Source extract
**********

Animation 1. 3D visualization of the Ursus arctos (Taberlet and Bouvet, 1994) geophylogeny over a land-sea map. Nodes and branches are coloured according to the root division between the eastern and western clades. Internal branches are displayed with solid lines and tip-observation branches dashed. The root node is a diamond, internal nodes spheres, tips cones and observations 3D bears. The green polygons indicate the extant range. From Kidd DM. Geophylogenies and the Map of Life (2010). Systematic Biology 59(6), 741-752.
Animation 2. 3D visualization of Artiodactyla (puce, Price et al., 2005) and Hylid frog (green, Smith et al., 2005) geophylogenetic chronograms. Note the visual congruence connections between the Old and New Worlds in both clades.
From Kidd DM. Geophylogenies and the Map of Life (2010). Systematic Biology 59(6), 741-752.
Animation 3. 3D visualization of Guianan harlequin toads (black, Noonan and Gaucher, 2005) and dying poison frogs (red, Noonan and Gaucher, 2006) displayed over an elevation map (green shading) and the river network (Digital Chart of the World drainage layer, available from maproom.psu.edu/dcw/) . Phylogenetic branches are displayed as solid lines, tip-observation branches as dashed lines. Drop lines connecting observations to the ground surface are light-brown.
Animation 4. 3D visualization of a geophylogenetic chronogram of the Mexican endemic Goodeidae (Cyprinodontiformes) fish family (green, Webb et al., 2004) and a neighbour-joining tree of a nematode parasite Rhabdochona lichtenfelsi (red, Mejía-Madrid et al., 2007) with a fossil goodeidae (purple fish) and Miocene-Present drainage configurations including the Pleistocene Tenochtitlan-Xalisco-Tollocan palaeolake system (amended from de Cserna and Alvarez, 1995). Dashed-lines show the reticulate connections between drainage basins and within-drainage ecological regions (fluvial and lacustrine). Drainage layers from bottom to top are; 0-1 Ma., 1-3 Ma., 3-9 Ma., 9-12 Ma. and 12-14 Ma. The nematode is vertically positioned to show the correlation between observations (red cylinders) and the margin of the large palaeolake despite the difference in estimated root node age and the estimated age of the lake.

**********

Stored data
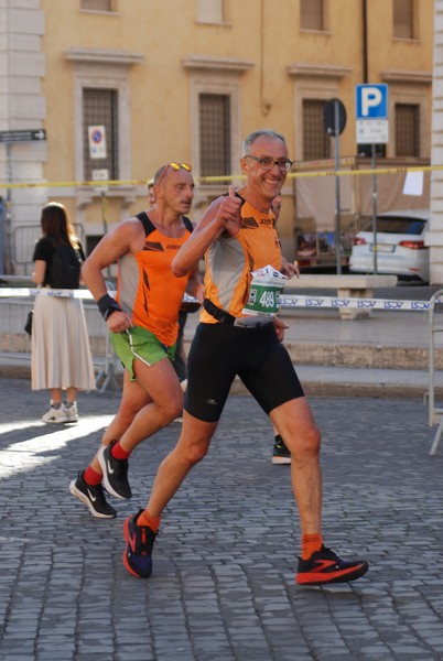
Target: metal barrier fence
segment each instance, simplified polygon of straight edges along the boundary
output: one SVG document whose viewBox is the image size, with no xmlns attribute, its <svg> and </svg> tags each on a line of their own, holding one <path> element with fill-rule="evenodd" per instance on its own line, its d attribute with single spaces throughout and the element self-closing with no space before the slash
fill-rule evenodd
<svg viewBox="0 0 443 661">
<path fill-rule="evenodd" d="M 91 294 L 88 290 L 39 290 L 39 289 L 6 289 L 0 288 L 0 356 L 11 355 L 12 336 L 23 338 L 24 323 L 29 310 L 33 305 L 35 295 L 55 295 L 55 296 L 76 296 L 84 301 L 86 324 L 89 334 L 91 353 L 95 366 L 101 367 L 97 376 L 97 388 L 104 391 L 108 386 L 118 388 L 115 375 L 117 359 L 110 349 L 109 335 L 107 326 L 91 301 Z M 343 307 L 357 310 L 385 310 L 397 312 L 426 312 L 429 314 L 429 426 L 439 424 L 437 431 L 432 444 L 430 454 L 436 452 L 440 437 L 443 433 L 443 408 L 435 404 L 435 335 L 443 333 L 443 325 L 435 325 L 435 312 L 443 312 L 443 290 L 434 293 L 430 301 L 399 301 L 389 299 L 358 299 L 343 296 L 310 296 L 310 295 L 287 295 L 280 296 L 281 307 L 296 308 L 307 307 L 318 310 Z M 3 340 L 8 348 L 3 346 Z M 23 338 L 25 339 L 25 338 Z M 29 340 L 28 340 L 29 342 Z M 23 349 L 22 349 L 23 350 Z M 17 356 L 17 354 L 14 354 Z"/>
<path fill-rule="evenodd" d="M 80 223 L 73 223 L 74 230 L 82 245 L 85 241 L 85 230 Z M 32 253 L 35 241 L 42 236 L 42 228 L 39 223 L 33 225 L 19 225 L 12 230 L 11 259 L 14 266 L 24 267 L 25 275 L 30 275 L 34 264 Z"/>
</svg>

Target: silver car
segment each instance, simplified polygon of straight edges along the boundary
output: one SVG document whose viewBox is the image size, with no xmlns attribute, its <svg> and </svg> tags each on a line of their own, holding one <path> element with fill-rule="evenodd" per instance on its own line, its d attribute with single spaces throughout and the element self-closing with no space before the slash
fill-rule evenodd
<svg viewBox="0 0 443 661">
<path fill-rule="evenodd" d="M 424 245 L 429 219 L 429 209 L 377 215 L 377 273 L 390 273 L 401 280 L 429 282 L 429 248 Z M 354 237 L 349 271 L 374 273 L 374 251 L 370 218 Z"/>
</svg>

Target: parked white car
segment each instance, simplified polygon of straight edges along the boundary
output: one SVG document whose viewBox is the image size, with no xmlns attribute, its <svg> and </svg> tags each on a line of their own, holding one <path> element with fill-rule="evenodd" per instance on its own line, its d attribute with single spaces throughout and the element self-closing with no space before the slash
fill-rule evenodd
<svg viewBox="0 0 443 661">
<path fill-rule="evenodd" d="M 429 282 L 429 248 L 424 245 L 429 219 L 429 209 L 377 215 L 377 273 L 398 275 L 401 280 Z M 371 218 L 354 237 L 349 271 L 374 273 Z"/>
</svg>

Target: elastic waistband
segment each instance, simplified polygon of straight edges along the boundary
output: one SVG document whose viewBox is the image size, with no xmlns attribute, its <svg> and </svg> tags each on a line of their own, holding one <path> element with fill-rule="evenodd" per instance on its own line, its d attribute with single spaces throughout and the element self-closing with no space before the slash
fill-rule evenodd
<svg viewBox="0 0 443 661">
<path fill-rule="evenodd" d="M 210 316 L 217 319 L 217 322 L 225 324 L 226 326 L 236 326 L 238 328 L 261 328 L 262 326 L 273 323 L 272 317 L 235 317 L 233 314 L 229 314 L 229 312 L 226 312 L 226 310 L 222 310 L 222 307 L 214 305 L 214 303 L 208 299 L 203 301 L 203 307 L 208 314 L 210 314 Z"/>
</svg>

**********

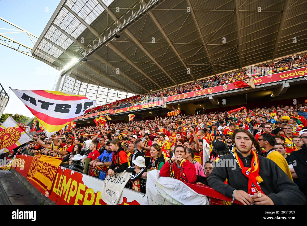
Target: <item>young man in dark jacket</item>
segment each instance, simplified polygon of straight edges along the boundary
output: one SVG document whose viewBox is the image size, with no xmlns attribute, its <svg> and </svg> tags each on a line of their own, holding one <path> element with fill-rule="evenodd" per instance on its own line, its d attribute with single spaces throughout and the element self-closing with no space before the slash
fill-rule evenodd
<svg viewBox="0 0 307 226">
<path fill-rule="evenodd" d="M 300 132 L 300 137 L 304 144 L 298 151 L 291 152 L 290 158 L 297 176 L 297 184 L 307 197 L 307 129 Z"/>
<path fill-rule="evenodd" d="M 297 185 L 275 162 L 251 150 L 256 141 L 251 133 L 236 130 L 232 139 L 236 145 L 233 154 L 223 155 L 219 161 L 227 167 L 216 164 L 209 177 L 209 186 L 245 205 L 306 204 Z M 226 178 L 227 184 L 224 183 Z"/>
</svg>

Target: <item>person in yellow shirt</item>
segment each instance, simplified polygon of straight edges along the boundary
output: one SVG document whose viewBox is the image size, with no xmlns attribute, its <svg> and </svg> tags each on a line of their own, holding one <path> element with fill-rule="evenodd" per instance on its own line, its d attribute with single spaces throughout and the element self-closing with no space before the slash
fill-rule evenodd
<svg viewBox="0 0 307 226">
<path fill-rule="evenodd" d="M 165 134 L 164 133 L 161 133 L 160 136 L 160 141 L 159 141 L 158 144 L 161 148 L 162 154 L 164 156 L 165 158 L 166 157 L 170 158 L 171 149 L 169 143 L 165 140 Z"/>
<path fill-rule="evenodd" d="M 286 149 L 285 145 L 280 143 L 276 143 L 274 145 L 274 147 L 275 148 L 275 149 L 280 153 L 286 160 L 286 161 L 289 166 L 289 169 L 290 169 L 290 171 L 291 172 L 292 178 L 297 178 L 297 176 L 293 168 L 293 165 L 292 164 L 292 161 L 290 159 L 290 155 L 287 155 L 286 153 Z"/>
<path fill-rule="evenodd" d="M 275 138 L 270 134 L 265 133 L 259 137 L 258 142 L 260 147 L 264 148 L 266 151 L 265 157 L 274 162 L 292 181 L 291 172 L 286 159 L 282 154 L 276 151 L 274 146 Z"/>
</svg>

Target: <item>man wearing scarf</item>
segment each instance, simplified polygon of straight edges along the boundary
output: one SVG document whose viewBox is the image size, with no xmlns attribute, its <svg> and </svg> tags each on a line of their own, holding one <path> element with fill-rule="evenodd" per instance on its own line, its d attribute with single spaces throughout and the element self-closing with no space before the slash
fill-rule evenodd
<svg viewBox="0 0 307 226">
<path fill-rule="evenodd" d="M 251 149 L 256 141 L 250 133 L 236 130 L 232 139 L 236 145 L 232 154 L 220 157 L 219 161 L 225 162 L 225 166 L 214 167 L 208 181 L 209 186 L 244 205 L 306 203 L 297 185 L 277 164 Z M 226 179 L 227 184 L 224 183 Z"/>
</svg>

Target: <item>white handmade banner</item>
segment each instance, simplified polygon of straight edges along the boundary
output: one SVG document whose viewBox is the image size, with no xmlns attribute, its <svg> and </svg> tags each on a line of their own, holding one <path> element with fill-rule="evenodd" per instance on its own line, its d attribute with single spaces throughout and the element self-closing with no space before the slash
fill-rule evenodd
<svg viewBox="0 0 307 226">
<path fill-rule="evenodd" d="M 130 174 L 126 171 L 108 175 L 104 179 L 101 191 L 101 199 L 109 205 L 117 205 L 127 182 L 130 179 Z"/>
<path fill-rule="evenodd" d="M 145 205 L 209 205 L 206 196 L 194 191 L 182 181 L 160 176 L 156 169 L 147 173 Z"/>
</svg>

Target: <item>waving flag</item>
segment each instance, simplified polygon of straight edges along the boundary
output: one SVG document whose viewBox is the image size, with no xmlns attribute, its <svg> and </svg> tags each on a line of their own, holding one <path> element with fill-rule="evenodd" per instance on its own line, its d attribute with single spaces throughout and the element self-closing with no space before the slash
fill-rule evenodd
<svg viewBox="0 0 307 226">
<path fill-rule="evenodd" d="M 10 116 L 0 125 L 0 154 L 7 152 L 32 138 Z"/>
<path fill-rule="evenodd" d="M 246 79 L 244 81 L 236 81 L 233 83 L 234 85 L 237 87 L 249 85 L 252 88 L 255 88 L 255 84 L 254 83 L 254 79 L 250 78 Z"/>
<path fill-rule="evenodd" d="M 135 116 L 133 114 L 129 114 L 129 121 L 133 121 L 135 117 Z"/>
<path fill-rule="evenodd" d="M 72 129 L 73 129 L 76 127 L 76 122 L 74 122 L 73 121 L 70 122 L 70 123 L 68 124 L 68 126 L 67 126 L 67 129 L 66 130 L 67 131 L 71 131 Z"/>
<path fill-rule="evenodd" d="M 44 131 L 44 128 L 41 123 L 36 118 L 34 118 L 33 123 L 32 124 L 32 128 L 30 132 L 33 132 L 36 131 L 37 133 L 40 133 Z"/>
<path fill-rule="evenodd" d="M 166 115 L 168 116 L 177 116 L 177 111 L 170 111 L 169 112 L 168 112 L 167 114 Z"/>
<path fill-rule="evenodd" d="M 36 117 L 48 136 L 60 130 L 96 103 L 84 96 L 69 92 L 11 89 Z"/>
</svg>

**********

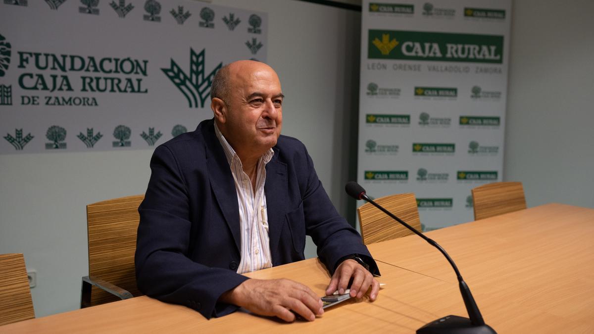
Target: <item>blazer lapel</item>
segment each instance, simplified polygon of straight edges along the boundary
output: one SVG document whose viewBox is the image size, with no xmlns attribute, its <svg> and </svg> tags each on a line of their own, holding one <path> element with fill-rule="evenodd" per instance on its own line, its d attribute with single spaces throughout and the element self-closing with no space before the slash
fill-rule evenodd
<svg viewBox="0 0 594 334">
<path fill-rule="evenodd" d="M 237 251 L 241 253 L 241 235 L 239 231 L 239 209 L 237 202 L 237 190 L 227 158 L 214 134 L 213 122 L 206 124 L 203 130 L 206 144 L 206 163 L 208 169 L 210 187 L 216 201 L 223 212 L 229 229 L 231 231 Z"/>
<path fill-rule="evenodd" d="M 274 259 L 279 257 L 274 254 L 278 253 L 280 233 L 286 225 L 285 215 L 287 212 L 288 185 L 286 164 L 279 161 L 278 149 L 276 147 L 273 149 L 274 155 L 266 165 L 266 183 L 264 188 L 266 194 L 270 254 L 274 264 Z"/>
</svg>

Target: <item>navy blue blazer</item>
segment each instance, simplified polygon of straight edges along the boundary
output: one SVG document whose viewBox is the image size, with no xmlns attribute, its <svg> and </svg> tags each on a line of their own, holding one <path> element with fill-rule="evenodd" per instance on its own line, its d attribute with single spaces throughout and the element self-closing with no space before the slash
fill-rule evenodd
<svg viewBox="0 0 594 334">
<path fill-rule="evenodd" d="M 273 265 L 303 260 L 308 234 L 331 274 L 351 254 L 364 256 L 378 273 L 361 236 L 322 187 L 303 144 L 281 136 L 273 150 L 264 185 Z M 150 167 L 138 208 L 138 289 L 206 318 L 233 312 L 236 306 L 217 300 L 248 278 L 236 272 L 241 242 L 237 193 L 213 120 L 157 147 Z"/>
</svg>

**********

Parts of the exercise
**A)** In the animation captions, what shape marks the root node in Animation 1?
**B)** Transcribe the part of the animation captions that opens with the words containing "Animation 3. 3D" and closes with "surface are light-brown.".
Work from the animation captions alone.

Answers given
**A)** A diamond.

**B)**
Animation 3. 3D visualization of Guianan harlequin toads (black, Noonan and Gaucher, 2005) and dying poison frogs (red, Noonan and Gaucher, 2006) displayed over an elevation map (green shading) and the river network (Digital Chart of the World drainage layer, available from maproom.psu.edu/dcw/) . Phylogenetic branches are displayed as solid lines, tip-observation branches as dashed lines. Drop lines connecting observations to the ground surface are light-brown.